#### To do
Output all of the records word for word and drop the images.

#### Records drawn from a dataset
- - - - -

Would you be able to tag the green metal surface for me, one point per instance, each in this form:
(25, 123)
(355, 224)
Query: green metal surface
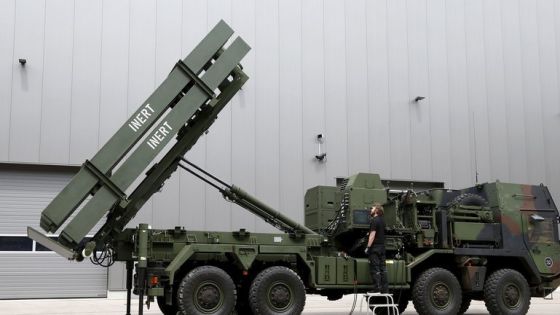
(125, 175)
(64, 204)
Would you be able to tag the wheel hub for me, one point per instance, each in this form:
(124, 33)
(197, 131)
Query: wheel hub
(208, 297)
(280, 296)
(511, 296)
(441, 295)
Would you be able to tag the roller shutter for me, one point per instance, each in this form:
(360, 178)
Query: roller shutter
(27, 270)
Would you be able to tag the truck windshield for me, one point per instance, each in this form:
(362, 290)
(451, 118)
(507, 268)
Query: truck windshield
(542, 228)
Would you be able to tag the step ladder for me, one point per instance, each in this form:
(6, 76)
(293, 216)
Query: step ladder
(387, 299)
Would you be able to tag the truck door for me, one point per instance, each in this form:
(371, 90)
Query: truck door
(540, 232)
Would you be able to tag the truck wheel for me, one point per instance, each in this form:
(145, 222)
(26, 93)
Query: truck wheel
(465, 304)
(166, 309)
(206, 290)
(277, 290)
(506, 292)
(437, 292)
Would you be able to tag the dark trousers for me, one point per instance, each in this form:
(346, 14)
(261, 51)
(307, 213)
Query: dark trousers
(378, 269)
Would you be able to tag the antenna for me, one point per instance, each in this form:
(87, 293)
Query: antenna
(475, 153)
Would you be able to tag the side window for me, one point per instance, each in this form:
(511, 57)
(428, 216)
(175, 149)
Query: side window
(541, 229)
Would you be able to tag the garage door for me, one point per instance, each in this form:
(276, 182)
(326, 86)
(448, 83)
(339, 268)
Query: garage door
(28, 270)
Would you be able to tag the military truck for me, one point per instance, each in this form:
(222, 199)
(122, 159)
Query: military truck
(496, 242)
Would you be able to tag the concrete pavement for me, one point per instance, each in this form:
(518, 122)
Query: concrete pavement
(315, 305)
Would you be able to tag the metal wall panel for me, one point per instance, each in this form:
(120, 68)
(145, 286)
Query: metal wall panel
(218, 141)
(267, 132)
(113, 98)
(7, 65)
(399, 103)
(243, 124)
(378, 88)
(476, 88)
(168, 52)
(357, 107)
(86, 80)
(291, 190)
(57, 82)
(336, 87)
(193, 191)
(25, 111)
(347, 69)
(313, 88)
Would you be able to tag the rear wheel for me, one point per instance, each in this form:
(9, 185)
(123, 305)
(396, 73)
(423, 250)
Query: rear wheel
(437, 292)
(277, 290)
(506, 292)
(206, 290)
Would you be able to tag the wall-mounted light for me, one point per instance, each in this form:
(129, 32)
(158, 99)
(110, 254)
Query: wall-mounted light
(322, 155)
(418, 99)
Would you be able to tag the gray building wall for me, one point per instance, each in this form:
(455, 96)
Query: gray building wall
(348, 69)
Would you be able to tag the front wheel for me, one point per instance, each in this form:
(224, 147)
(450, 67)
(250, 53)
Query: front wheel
(277, 290)
(506, 292)
(437, 292)
(206, 290)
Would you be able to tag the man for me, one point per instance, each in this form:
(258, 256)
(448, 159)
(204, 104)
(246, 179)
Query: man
(376, 250)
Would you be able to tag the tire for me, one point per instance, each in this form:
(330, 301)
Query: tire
(465, 304)
(437, 292)
(469, 200)
(401, 298)
(166, 309)
(277, 290)
(506, 292)
(206, 290)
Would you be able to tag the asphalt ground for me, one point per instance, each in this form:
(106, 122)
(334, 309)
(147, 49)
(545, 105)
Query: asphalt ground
(315, 305)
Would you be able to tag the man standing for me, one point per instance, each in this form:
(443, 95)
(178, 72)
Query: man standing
(376, 250)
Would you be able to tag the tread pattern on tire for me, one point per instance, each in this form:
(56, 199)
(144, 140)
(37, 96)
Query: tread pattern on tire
(420, 287)
(491, 286)
(192, 274)
(262, 276)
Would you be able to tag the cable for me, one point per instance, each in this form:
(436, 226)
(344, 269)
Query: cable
(355, 297)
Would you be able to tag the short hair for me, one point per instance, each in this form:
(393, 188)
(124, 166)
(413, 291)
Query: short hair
(379, 208)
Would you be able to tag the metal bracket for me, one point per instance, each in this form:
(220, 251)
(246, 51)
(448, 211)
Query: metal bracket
(104, 179)
(197, 81)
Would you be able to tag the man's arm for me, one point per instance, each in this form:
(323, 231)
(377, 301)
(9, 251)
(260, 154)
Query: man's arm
(371, 238)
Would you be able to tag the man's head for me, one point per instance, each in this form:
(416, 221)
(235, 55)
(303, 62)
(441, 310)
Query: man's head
(376, 210)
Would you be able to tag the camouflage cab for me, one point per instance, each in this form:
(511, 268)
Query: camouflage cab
(495, 242)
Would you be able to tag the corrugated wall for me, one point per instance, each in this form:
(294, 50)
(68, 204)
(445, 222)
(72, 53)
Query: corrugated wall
(348, 69)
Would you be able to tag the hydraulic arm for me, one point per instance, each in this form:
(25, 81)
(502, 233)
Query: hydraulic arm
(237, 195)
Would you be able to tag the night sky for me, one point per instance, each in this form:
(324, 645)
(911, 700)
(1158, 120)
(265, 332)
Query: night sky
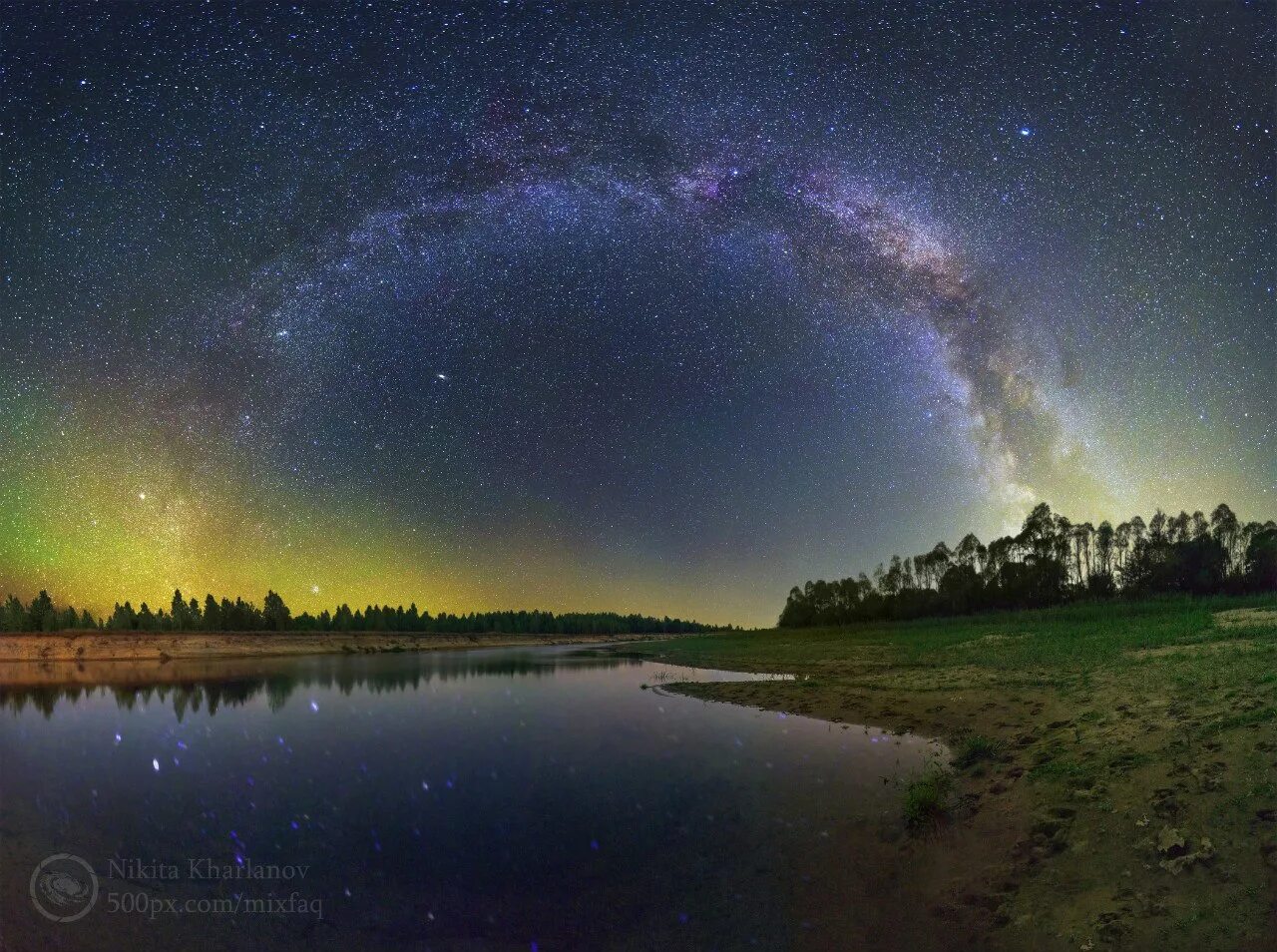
(655, 308)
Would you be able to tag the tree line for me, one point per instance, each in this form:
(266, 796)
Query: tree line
(273, 615)
(1053, 560)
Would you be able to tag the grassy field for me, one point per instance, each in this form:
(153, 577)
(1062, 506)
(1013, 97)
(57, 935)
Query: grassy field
(1115, 765)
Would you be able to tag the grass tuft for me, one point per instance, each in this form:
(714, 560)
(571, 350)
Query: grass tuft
(926, 798)
(975, 749)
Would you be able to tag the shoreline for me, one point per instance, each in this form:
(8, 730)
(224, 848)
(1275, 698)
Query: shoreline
(1124, 791)
(17, 650)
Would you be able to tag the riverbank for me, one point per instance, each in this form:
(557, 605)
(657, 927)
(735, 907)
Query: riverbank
(1116, 779)
(155, 646)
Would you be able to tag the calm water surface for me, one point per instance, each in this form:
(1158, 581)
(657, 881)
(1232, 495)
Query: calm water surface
(524, 798)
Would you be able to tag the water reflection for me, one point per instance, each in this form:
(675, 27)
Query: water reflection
(492, 798)
(193, 686)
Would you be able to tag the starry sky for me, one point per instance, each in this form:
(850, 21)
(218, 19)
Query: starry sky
(643, 306)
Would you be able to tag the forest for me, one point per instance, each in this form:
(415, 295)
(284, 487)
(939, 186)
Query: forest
(273, 615)
(1053, 560)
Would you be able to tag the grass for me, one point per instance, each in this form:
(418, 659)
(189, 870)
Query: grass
(975, 749)
(926, 798)
(1076, 732)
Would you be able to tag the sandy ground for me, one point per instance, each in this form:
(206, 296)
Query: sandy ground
(135, 646)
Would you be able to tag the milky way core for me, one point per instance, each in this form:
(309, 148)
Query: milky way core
(654, 309)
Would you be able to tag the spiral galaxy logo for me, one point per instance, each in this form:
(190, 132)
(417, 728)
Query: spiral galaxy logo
(63, 887)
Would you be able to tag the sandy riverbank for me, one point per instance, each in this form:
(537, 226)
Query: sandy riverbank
(1126, 793)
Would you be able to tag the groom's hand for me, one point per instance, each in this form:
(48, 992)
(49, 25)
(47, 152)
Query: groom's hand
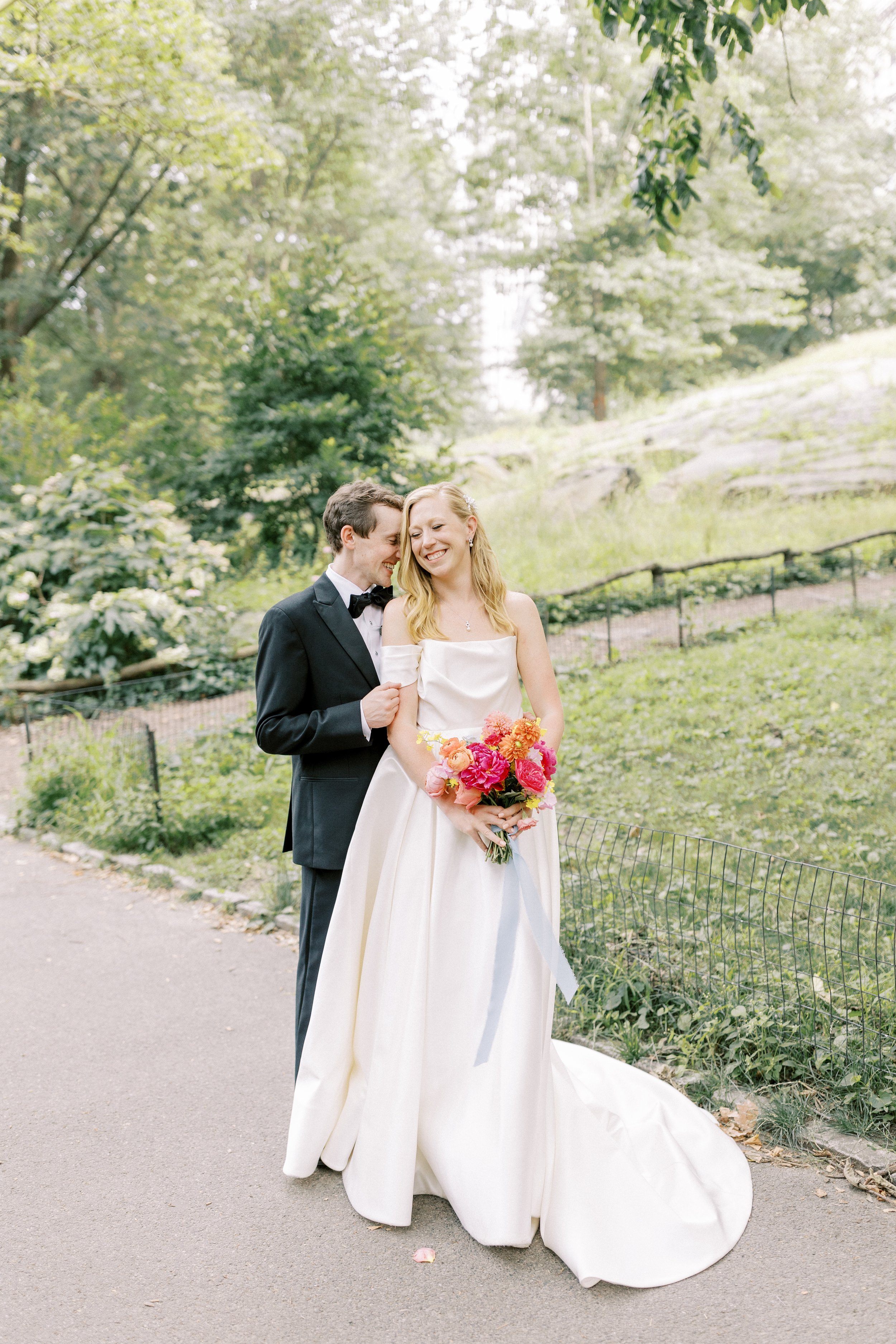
(381, 706)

- - - - -

#### Your solution
Would you be able to tag the green metal surface for me, one point per instance, each in this form:
(25, 123)
(355, 224)
Query: green metal surface
(125, 175)
(64, 204)
Would you be able to tag the wheel hub for me, one point per instance, each in this form:
(124, 33)
(197, 131)
Query: wheel hub
(208, 297)
(280, 296)
(511, 296)
(441, 295)
Would you be able to tag the roller shutter for me, one point per instance, each in this form:
(360, 178)
Query: roller shutter
(27, 270)
Would you be able to tag the truck windshield for me, one point per instance, each in this form:
(362, 290)
(451, 118)
(507, 268)
Query: truck windshield
(542, 228)
Would you be able to tag the step ladder for me, one point per instance, each in this form:
(6, 76)
(293, 216)
Query: step ladder
(387, 299)
Would you be able to tag the truck door for me, one point per instance, each in this form:
(371, 90)
Query: truck door
(540, 232)
Would you be able to tag the truck wheel for me, one point per instance, each in this form:
(145, 222)
(26, 93)
Query: truck wheel
(465, 304)
(166, 309)
(206, 290)
(277, 290)
(506, 292)
(437, 292)
Would you be able to tag the dark trousers for me, one point per instance, each in this form:
(346, 14)
(261, 51)
(307, 213)
Query: dark trousers
(378, 269)
Would you be able to tag the antenna for me, one point per instance, each in this form:
(87, 293)
Query: antenna
(475, 153)
Would you be able to tag the side window for me, one point per instance, each in this form:
(511, 57)
(428, 216)
(175, 149)
Query: side window
(541, 229)
Would you be able to tag the garage door for me, one point per instance, each in this form:
(276, 182)
(326, 86)
(448, 83)
(339, 268)
Query: garage door
(28, 270)
Would you be able to tag the military truck for me, one point per instance, each in this form:
(222, 199)
(122, 159)
Query: military truck
(496, 242)
Would you be able to tag the concrete pavement for me, one point per instance, each in this form:
(518, 122)
Query: concrete pavement
(315, 305)
Would you be able to tag the metal wall panel for me, one point per instance, each in this form:
(120, 68)
(145, 286)
Query: metal wall panel
(218, 141)
(267, 132)
(113, 98)
(7, 65)
(399, 103)
(243, 124)
(378, 88)
(476, 88)
(168, 52)
(357, 107)
(86, 80)
(291, 190)
(57, 82)
(336, 87)
(193, 191)
(25, 111)
(347, 69)
(313, 88)
Would you be able to tag the rear wheel for me, one point per instance, each in this form:
(9, 185)
(123, 305)
(396, 73)
(423, 250)
Query: rear wheel
(437, 292)
(277, 290)
(506, 292)
(206, 290)
Would you be able to tag the wall-mounted light for me, one point per instance, each in this form:
(129, 32)
(158, 99)
(110, 254)
Query: wall-mounted light
(322, 155)
(418, 99)
Would you be able to tag the gray building wall for me, one point per instance, each in this form:
(455, 96)
Query: gray building wall
(348, 69)
Would you be able to tag the front wheel for me, one point per instance, each in this form:
(224, 147)
(450, 67)
(250, 53)
Query: front wheel
(277, 290)
(506, 292)
(437, 292)
(206, 290)
Would you be able to tag the man for me, one point per instance, each in this form:
(258, 256)
(448, 159)
(204, 104)
(246, 179)
Query: man
(376, 250)
Would you be able to tag the tire for me, one point per instance, each in this form:
(330, 301)
Query: tire
(465, 304)
(437, 292)
(469, 200)
(401, 298)
(166, 309)
(277, 290)
(506, 292)
(206, 290)
Would you be able to tag the asphalt ground for me, one point per instance, each in this form:
(106, 122)
(334, 309)
(147, 49)
(545, 105)
Query: asphalt ground
(315, 305)
Would you be able to tag the man standing for me, one point per instance, each in this form:
(443, 95)
(178, 72)
Query: man standing
(376, 250)
Would you be able to tag the tread pattern on tire for me, one point per instance, each in this form:
(56, 199)
(144, 140)
(37, 96)
Query: tread pattern on tire
(420, 287)
(491, 286)
(192, 274)
(262, 276)
Would you be able to tag the cable for me, one point per instance, each in this form:
(436, 226)
(344, 269)
Query: cable
(355, 297)
Would you be able to tag the short hair for me, one point per instance, each in this form:
(393, 188)
(124, 166)
(413, 291)
Query: short hair
(379, 208)
Would you be able to tag the metal bracket for me, one point per instance, each in this form:
(220, 251)
(246, 51)
(448, 211)
Query: metal bracket
(104, 179)
(197, 81)
Would you be able to tag the man's arm for me, one point per instance, each in this form:
(323, 231)
(377, 301)
(9, 251)
(260, 154)
Query: man's arm
(371, 238)
Would you be able to tag the man's head for me, one point per instance, each in this form:
(416, 221)
(235, 55)
(303, 62)
(441, 310)
Query: man's head
(376, 210)
Would you be able to tag the camouflage cab for me, one point per instance, each in this form:
(511, 268)
Query: camouflage cab
(495, 242)
Would you be able to tag the corrugated wall for me, one point per instance, each in this form:
(294, 50)
(68, 204)
(445, 222)
(72, 53)
Query: corrugated wall
(348, 69)
Would you be able to tag the hydraulic arm for me, one point per instance, each in this form:
(25, 81)
(502, 233)
Query: hydraulic arm
(237, 195)
Would you be able to tag the night sky for me, one point per instance, each in this form:
(324, 645)
(911, 700)
(1158, 120)
(265, 332)
Query: night sky
(655, 308)
Would you be able to tag the tree line for me, one point per instance, each in this form:
(266, 796)
Query: tree line
(273, 615)
(1053, 560)
Would you be able to tag the grassy field for me, one point per instance, each in this form:
(153, 577)
(1062, 506)
(1013, 97)
(57, 935)
Query: grassy field
(1115, 765)
Would you be able to tag the grass tuft for me, one point per instance, each in this form:
(714, 560)
(571, 350)
Query: grass tuft
(926, 798)
(975, 749)
Would you be able to tag the shoreline for me, one point per instance, each in this form:
(8, 730)
(224, 848)
(1275, 698)
Query: shoreline
(1124, 791)
(17, 650)
Would you be able to tag the riverbank for me, one point per instance, each in this form:
(557, 605)
(657, 927)
(735, 907)
Query: riverbank
(1116, 779)
(155, 646)
Would you be able to tag the calm water surface for me, one point per instance, each in this form:
(1158, 581)
(657, 881)
(1232, 495)
Query: calm water surface
(524, 798)
Would you be able to tag the water reflection for me, one point per instance, each in this form:
(675, 27)
Query: water reflection
(492, 798)
(193, 686)
Would you be able to tag the starry sky for me, one point per instance, each in this form:
(850, 21)
(218, 19)
Query: starry sky
(643, 306)
Would you be able to tag the forest for me, one point per instance, each in this form:
(415, 295)
(284, 487)
(939, 186)
Query: forest
(273, 615)
(1053, 560)
Would you be able to tag the grass for me, one point per instance, each in this form:
(418, 659)
(189, 870)
Query: grass
(975, 749)
(926, 798)
(1076, 732)
Would you be able to tag the sandy ground for me, one point per instance, each in this form:
(206, 296)
Query: sandy ground
(135, 646)
Would you be able to tag the milky way core for me, one point per instance, each in this form:
(309, 148)
Query: milky way core
(654, 309)
Would you be able to tag the spiral galaxy logo for me, one point per instance, each in this form:
(190, 132)
(417, 728)
Query: spiral galaxy logo
(63, 887)
Would you be able to tag the sandy riverbank for me, one point per instance, each in this form:
(537, 226)
Query: sandy riverbank
(1126, 793)
Would you be able to tag the groom's hand for me, one point per instance, each in this form:
(48, 992)
(49, 25)
(47, 152)
Query: groom's hand
(381, 706)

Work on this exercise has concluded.